══ EXERCISE MATERIALS ══
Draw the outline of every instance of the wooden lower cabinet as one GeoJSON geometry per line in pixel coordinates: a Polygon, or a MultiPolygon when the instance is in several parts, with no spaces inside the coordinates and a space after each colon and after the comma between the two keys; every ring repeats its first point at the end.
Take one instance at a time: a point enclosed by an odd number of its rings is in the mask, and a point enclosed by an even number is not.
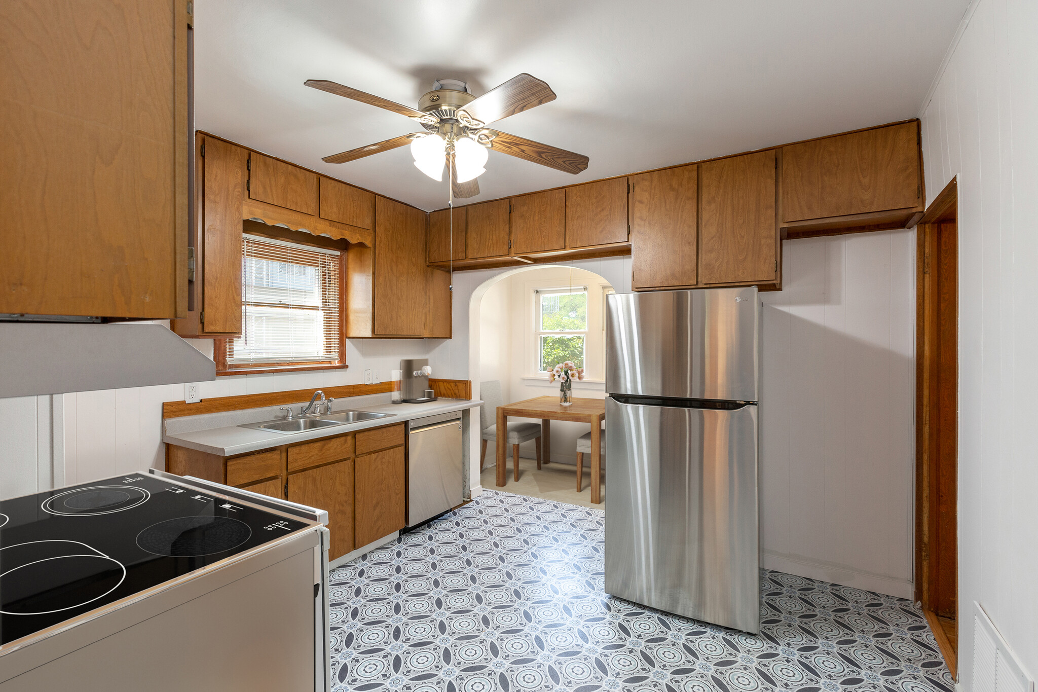
{"type": "Polygon", "coordinates": [[[403,446],[357,458],[355,492],[358,547],[404,528],[405,472],[403,446]]]}
{"type": "Polygon", "coordinates": [[[250,493],[258,493],[260,495],[267,495],[268,497],[276,497],[277,499],[284,498],[284,486],[281,483],[281,477],[272,478],[271,480],[261,480],[257,483],[252,483],[251,486],[241,486],[242,490],[247,490],[250,493]]]}
{"type": "Polygon", "coordinates": [[[353,460],[347,459],[289,474],[285,499],[328,511],[328,531],[331,533],[329,560],[342,557],[356,547],[353,473],[353,460]]]}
═══
TASK BRIEF: Reproduce all of the records above line for line, leaving out the pictures.

REPLY:
Draw the outline of every instance of the wooden lower cabinet as one GeoJSON geometry per line in pixel coordinates: a Polygon, or a MultiPolygon when the instance is in several parts, with no spaces inside the coordinates and a space after each colon and after the comma between the two keys; every ring repeats its first point at the end.
Take one instance at a time: a point enclosed by an odd number of its rings is in the mask, and a point enclosed by an even number is not.
{"type": "Polygon", "coordinates": [[[403,446],[357,458],[355,492],[358,547],[404,528],[405,472],[403,446]]]}
{"type": "Polygon", "coordinates": [[[250,493],[258,493],[260,495],[267,495],[268,497],[276,497],[277,499],[284,498],[284,486],[281,483],[281,477],[272,478],[271,480],[261,480],[257,483],[252,483],[251,486],[241,486],[242,490],[247,490],[250,493]]]}
{"type": "Polygon", "coordinates": [[[353,460],[347,459],[289,474],[285,499],[328,511],[328,531],[331,533],[329,560],[342,557],[356,547],[353,473],[353,460]]]}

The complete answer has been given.